Records excerpted from a collection:
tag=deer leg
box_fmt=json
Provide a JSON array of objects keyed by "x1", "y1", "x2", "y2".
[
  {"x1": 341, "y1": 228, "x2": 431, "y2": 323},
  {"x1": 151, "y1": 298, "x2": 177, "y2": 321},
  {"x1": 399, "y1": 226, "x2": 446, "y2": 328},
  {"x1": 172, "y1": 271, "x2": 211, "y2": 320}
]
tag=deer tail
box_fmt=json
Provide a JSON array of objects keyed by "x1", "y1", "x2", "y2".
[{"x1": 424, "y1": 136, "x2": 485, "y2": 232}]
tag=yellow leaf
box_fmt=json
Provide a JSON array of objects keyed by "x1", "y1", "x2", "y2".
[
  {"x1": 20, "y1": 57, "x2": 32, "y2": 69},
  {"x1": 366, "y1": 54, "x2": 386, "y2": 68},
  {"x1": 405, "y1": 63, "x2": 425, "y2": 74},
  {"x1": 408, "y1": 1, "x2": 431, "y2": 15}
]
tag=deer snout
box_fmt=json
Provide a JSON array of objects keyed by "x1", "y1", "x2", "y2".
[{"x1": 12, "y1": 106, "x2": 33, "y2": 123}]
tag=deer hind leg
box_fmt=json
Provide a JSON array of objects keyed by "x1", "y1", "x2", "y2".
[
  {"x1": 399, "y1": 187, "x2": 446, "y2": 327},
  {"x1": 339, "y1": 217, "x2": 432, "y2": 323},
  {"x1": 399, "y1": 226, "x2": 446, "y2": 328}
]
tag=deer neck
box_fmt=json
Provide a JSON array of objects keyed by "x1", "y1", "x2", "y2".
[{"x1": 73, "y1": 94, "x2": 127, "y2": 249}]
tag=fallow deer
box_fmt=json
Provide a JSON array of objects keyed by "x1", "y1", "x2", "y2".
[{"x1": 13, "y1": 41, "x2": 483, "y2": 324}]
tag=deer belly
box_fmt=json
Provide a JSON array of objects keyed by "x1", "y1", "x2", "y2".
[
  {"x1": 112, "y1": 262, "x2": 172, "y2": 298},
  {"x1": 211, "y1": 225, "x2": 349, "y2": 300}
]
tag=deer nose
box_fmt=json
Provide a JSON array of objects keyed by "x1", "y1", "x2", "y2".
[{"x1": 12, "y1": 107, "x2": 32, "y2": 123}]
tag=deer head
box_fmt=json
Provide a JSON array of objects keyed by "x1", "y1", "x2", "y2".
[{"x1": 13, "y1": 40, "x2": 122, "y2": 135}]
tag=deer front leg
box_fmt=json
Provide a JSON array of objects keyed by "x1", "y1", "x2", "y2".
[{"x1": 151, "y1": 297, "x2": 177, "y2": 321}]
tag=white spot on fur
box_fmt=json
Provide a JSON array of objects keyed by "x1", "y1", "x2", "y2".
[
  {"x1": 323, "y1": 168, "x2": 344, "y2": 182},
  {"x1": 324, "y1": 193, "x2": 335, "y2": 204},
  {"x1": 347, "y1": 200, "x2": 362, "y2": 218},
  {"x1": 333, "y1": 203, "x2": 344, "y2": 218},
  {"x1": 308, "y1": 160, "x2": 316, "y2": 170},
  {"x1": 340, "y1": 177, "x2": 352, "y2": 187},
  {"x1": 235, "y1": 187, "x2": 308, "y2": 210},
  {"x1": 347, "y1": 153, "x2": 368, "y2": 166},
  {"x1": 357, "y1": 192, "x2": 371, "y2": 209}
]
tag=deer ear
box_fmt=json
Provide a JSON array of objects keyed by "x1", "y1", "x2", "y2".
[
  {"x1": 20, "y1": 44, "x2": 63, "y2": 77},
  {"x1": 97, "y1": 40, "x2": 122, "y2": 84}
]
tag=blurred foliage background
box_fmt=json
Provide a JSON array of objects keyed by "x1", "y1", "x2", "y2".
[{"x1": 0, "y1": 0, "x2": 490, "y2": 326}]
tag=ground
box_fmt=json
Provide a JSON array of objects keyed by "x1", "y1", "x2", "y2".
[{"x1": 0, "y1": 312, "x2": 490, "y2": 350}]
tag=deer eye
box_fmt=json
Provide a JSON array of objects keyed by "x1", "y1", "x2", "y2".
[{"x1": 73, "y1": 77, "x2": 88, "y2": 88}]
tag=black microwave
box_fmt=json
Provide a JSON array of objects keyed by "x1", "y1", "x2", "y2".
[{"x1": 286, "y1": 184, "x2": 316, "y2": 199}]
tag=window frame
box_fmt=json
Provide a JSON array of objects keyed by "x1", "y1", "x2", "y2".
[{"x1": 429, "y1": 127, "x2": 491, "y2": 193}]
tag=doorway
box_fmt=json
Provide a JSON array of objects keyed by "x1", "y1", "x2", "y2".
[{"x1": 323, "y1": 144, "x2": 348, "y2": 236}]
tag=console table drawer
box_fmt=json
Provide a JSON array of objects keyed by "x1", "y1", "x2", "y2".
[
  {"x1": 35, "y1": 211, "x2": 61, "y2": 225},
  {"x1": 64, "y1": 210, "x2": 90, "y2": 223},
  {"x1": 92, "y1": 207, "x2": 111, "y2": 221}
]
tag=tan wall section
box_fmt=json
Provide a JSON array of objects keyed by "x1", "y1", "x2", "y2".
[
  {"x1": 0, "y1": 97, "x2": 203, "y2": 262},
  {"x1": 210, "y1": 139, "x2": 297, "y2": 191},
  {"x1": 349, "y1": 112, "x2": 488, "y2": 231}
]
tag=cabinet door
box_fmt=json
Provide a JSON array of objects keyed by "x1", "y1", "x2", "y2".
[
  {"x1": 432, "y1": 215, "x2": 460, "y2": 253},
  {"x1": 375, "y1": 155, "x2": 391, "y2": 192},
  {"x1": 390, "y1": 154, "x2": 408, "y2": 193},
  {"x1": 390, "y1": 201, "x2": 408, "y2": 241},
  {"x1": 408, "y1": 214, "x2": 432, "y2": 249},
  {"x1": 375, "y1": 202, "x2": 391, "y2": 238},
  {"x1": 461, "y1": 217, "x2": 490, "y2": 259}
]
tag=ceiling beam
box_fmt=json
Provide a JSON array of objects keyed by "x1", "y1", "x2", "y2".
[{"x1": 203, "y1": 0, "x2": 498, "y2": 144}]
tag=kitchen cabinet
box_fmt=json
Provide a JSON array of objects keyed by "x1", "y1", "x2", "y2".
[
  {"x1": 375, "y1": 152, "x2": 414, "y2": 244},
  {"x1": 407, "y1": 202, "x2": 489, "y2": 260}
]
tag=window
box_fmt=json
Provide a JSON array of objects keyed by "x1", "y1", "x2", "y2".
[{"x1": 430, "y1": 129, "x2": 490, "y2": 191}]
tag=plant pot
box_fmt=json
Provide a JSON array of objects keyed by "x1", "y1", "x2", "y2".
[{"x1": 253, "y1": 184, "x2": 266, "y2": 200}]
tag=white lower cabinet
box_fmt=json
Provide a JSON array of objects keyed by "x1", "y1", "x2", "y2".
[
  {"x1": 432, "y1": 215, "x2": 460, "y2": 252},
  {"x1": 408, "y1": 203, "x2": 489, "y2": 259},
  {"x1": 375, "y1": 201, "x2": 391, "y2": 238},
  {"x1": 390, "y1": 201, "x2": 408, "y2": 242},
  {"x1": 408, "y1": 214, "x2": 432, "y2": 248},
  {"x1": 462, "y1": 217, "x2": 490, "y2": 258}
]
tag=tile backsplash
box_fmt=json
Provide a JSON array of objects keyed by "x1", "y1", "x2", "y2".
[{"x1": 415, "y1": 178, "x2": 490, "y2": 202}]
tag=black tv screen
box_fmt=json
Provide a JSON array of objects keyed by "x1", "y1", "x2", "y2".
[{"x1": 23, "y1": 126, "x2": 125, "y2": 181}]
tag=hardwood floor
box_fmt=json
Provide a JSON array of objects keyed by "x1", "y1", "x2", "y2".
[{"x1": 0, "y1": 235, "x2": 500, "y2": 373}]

Written task => How many lines in the rows above contain the string "cabinet", counting only case-exact matches? Reply with the number alone.

Problem solution => 3